» Short exercise:
List every line of the listing below that contains the word "dock", and treat uppercase and lowercase as different.

» Exercise inputs:
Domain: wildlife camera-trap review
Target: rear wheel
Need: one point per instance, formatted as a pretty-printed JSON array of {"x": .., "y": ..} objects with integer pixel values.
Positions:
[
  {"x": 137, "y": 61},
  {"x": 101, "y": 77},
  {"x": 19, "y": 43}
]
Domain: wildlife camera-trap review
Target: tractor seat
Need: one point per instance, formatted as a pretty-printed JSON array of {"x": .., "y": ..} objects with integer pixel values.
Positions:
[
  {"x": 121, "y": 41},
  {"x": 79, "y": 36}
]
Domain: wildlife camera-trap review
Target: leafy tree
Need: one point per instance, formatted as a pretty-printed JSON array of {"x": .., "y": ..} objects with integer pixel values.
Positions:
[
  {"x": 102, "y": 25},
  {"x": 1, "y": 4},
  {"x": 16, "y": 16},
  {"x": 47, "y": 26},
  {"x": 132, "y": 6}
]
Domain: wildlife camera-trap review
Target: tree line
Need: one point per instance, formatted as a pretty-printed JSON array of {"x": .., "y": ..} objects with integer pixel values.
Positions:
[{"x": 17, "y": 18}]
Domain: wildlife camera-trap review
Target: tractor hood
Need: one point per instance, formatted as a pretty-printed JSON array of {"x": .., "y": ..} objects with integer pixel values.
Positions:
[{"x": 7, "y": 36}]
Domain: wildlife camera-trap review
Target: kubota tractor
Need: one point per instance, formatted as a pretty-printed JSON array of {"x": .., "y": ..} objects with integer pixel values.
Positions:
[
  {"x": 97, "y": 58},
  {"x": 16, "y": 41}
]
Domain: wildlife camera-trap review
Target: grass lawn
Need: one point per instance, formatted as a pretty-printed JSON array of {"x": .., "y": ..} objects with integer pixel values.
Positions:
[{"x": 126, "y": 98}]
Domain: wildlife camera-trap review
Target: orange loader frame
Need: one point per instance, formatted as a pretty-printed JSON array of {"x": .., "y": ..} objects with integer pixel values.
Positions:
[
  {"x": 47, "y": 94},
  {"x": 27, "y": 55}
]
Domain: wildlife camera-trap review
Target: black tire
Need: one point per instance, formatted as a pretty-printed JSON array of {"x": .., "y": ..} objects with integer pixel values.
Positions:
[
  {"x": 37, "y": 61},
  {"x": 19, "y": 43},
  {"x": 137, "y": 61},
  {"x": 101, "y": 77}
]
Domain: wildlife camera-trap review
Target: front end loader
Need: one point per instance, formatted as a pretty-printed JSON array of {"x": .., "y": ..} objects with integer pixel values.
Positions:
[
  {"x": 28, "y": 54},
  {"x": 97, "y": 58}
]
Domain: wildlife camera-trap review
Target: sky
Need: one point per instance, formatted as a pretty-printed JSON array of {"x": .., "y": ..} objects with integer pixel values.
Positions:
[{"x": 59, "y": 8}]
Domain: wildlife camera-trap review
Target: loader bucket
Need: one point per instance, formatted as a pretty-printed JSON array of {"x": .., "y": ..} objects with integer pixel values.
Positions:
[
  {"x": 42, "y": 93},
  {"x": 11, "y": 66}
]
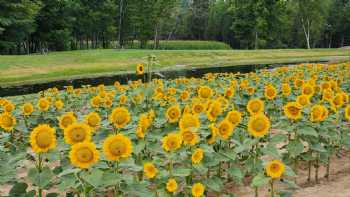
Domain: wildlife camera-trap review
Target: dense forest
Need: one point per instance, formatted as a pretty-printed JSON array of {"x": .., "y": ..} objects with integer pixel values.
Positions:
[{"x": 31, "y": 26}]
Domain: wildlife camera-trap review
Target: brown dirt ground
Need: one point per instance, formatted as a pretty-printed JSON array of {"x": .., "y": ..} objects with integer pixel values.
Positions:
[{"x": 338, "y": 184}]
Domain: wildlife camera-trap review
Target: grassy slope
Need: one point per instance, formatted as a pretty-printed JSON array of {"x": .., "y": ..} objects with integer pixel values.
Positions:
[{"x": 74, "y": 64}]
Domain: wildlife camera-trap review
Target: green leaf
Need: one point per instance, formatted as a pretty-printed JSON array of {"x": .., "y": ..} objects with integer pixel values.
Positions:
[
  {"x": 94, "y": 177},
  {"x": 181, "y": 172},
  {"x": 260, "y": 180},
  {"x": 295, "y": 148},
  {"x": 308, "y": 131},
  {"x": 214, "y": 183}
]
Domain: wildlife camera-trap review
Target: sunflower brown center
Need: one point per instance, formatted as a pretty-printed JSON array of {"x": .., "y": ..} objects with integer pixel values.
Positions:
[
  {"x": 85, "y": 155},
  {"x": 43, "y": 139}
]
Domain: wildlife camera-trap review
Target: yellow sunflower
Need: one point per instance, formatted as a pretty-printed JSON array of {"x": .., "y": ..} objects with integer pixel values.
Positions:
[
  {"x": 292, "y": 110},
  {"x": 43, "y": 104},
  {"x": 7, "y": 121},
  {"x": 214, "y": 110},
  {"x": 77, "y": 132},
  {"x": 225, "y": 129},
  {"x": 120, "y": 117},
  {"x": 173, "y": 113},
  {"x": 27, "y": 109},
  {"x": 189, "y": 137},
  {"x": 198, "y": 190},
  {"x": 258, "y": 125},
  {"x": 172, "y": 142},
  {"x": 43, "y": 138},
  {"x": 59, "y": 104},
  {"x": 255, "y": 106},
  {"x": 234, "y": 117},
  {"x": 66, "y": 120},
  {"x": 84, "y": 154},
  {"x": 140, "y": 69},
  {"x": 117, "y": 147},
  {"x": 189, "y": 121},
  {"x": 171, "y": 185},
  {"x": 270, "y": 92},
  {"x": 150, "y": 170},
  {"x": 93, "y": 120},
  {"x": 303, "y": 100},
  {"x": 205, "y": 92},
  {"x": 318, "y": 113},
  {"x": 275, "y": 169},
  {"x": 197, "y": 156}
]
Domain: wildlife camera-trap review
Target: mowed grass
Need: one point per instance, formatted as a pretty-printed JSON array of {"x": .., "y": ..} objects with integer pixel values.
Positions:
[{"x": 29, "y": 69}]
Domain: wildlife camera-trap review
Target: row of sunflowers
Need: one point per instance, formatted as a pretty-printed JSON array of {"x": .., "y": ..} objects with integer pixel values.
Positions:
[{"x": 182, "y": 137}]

--

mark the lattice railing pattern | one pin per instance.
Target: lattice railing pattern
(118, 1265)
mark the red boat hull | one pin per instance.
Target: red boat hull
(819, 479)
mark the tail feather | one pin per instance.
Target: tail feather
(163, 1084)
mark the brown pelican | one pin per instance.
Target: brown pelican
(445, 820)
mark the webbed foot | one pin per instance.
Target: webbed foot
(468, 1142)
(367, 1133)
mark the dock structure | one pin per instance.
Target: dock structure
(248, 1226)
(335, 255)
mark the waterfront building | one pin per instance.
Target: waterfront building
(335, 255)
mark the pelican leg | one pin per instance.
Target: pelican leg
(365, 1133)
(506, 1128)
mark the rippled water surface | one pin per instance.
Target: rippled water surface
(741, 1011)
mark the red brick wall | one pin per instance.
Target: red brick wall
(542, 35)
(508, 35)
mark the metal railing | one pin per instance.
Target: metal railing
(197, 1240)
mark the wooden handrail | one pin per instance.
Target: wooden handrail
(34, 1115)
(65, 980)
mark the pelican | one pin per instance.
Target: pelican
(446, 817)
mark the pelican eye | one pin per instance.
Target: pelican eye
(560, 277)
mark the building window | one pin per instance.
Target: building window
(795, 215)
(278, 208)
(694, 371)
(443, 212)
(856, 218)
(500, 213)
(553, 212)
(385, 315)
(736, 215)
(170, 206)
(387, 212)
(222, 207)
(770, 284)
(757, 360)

» Expected answer:
mark the dock structure | one pin per instance.
Target: dock structure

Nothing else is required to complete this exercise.